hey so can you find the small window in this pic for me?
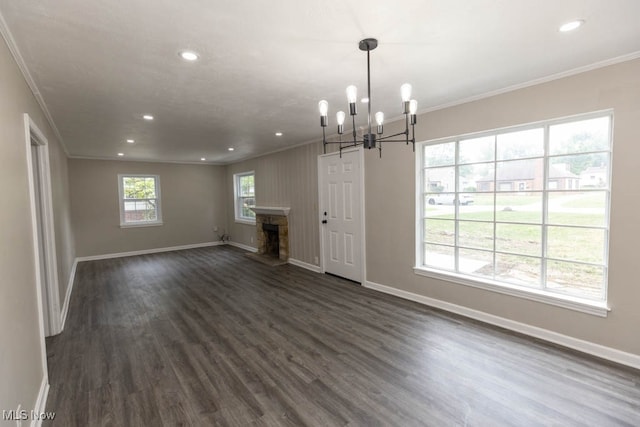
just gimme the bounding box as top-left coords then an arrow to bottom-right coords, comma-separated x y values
234,171 -> 255,223
118,175 -> 162,227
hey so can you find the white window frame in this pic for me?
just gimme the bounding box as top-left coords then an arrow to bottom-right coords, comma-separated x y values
414,111 -> 612,317
118,174 -> 163,227
234,171 -> 256,224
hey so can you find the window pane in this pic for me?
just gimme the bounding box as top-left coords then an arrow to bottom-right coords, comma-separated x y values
124,200 -> 157,222
240,197 -> 255,218
424,167 -> 455,193
459,136 -> 494,164
424,219 -> 455,245
239,175 -> 255,197
459,162 -> 493,193
459,193 -> 493,221
123,176 -> 156,199
548,191 -> 606,226
495,192 -> 542,223
549,154 -> 609,191
549,116 -> 610,156
497,128 -> 544,160
496,158 -> 544,192
424,191 -> 456,206
495,253 -> 541,288
547,226 -> 605,264
424,142 -> 455,167
459,221 -> 493,250
424,195 -> 455,218
424,244 -> 454,270
459,248 -> 494,279
546,260 -> 604,300
496,223 -> 541,256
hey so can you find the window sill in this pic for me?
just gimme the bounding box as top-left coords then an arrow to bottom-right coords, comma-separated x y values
413,266 -> 609,317
235,218 -> 256,226
120,221 -> 163,228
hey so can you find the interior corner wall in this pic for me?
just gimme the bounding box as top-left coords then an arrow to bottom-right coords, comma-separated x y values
0,33 -> 76,416
225,142 -> 323,266
364,58 -> 640,356
69,159 -> 227,257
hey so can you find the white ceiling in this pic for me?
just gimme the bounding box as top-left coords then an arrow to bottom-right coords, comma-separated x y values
1,1 -> 639,164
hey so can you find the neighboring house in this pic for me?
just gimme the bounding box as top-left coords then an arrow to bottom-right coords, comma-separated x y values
476,162 -> 579,192
579,166 -> 608,188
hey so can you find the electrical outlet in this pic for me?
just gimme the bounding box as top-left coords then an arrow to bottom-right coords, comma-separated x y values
314,256 -> 319,264
250,236 -> 254,243
213,226 -> 218,232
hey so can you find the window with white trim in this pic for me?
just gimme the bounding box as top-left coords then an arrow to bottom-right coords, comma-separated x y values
416,112 -> 612,304
234,171 -> 255,223
118,174 -> 162,227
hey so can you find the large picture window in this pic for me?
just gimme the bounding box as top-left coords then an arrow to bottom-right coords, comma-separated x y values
118,174 -> 162,227
234,171 -> 255,223
416,112 -> 612,310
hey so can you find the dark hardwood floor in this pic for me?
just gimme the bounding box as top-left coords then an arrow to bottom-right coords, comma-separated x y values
44,246 -> 640,426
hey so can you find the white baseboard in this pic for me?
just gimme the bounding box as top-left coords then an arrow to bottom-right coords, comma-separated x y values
364,280 -> 640,371
288,258 -> 322,273
59,259 -> 77,331
30,375 -> 49,427
227,241 -> 258,253
76,241 -> 224,262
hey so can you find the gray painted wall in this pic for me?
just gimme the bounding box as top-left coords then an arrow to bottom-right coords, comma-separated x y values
0,34 -> 75,415
69,159 -> 228,257
363,59 -> 640,356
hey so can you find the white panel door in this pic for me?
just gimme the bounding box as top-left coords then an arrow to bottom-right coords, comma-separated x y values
318,149 -> 363,283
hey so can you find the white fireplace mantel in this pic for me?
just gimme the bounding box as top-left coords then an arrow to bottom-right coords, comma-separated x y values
250,206 -> 291,216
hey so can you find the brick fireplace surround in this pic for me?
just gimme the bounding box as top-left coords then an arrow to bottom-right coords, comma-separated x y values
251,207 -> 291,261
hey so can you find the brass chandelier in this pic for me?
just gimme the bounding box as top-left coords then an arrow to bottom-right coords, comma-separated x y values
318,38 -> 418,157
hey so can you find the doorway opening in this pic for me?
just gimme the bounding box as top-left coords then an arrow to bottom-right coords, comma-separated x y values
25,114 -> 61,338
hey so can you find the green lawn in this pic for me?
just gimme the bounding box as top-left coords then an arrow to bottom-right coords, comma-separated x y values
422,199 -> 606,299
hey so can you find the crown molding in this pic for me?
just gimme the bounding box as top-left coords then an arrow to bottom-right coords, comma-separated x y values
0,9 -> 68,156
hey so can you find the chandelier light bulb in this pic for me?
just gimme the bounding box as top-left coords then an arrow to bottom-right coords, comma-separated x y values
318,100 -> 329,116
375,112 -> 384,126
400,83 -> 412,102
336,111 -> 346,126
409,99 -> 418,115
346,85 -> 358,104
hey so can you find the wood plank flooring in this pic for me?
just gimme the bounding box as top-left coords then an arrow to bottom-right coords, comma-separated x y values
44,246 -> 640,426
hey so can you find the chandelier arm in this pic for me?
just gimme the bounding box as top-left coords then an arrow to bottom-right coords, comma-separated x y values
378,130 -> 409,141
352,115 -> 357,144
412,123 -> 416,152
366,48 -> 373,140
405,114 -> 410,144
322,127 -> 327,154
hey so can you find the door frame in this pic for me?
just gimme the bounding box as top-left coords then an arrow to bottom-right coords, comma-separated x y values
24,113 -> 61,337
317,147 -> 366,284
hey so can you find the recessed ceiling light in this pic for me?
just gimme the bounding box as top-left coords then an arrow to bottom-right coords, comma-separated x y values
361,97 -> 369,103
117,152 -> 124,157
200,157 -> 206,161
179,50 -> 199,61
228,147 -> 235,151
126,139 -> 134,143
143,114 -> 154,120
275,132 -> 283,136
559,20 -> 584,32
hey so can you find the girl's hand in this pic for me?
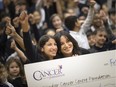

• _Problem to work on_
An exact copy is required of the lines from the start of the records above through the line with "hey so can you find the white window", and only those, without any pictures.

• _Exercise answer_
hey so can you find the small window in this pic for me?
just gimme the bounding box as top-left coords then an arrow to bottom-right coords, comma-separated x y values
234,171 -> 255,223
118,175 -> 162,227
hey so can you find the white window frame in this pic for me?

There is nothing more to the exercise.